→ **Supplied text**:

_ _ _ _ _

An ITV reporter filmed a Syrian military funeral for soldiers killed during the siege of Douma. 42 soldiers were killed in the siege of Douma, most of them in the last day and a half when the Syrian army entered Douma after having shelled the city for days. Over 200 people were killed overall, with at least 25 women being raped by the Syrian Army in front of their families. One particular case that was documented by Women Under Siege was the case of a young woman whose apartment building was entered by the elite republican guard, and all residents taken out. They executed eight male residents and brutally raped the young woman.

=== July 2012 ===

On 1 July 2012, it was reported that 85 people had been killed by a car bomb in an attack on an anti-government demonstration, which started out as a funeral for a previous protester that had been killed by government soldiers. The car bomb had targeted the funeral march. Video footage appeared on the internet showing the explosions and aftermath.
An initial false report by the UK-based SOHR said that it was the government that killed at least 30 civilian protesters in this attack.

On 2 July 2012, an ITV News correspondent managed to get to the Irbeen suburb of Damascus with the help of FSA fighters and confirmed that it and several other suburbs, including Zamalka, were completely out of government control with local rebel fighters patrolling the streets openly. It was also falsely reported that fighting in Douma was still ongoing.

On 10 July 2012, two soldiers were killed when their military supply vehicle was destroyed in southern Damascus.

On 11 July 2012, there was heavy fighting in the Damascus neighbourhood of Zabdin, where members of the FSA attacked a missile base, prompting the defection of at least 27 soldiers there. Clashes, raids and shelling also continued in Irbeen, Douma, Zamalka and Kafarsoussah.

On 12 July 2012, the Syrian Army shelled areas of Damascus for the first time. Artillery fired several shells towards orchards in the Kfar Souseh district where FSA was reportedly hiding. There were also clashes in New Artouz suburb, some 15 km from Damascus.

On 14 July 2012, a major escalation in Damascus reportedly took place from 14 to 15 July, when a coordinated attack by multiple rebel forces was begun in Damascus neighbourhoods.

_ _ _ _ _

→ **Stored data**:
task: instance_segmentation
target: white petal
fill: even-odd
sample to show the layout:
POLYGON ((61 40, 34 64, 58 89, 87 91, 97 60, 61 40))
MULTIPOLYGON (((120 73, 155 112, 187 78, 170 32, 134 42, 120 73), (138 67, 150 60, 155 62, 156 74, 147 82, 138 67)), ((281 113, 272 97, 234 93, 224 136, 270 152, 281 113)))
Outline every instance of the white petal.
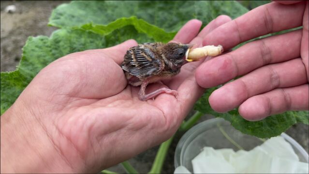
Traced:
POLYGON ((191 174, 190 171, 188 170, 187 168, 183 166, 179 166, 177 167, 174 172, 175 174, 191 174))
POLYGON ((205 147, 192 160, 194 174, 235 173, 235 169, 221 152, 212 147, 205 147))
POLYGON ((272 157, 299 160, 298 156, 294 152, 291 144, 281 136, 268 139, 260 147, 272 157))

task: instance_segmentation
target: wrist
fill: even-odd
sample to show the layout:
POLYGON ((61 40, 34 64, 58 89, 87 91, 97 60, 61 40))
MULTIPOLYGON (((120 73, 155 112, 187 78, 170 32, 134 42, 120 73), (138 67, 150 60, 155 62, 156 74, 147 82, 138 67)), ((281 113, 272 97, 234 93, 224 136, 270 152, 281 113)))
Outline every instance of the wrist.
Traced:
POLYGON ((1 173, 73 172, 20 99, 1 116, 1 173))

_ _ _ _ _

→ **Exercises to complete**:
(1) According to the account of the Damascus fighting, how many soldiers were killed in the siege of Douma?
(2) Reproduce the part of the account of the Damascus fighting that begins at the words "On 10 July 2012, two" and stops after the words "km from Damascus.".

→ **Responses to the tasks**:
(1) 42 soldiers were killed in the siege of Douma.

(2)
On 10 July 2012, two soldiers were killed when their military supply vehicle was destroyed in southern Damascus.

On 11 July 2012, there was heavy fighting in the Damascus neighbourhood of Zabdin, where members of the FSA attacked a missile base, prompting the defection of at least 27 soldiers there. Clashes, raids and shelling also continued in Irbeen, Douma, Zamalka and Kafarsoussah.

On 12 July 2012, the Syrian Army shelled areas of Damascus for the first time. Artillery fired several shells towards orchards in the Kfar Souseh district where FSA was reportedly hiding. There were also clashes in New Artouz suburb, some 15 km from Damascus.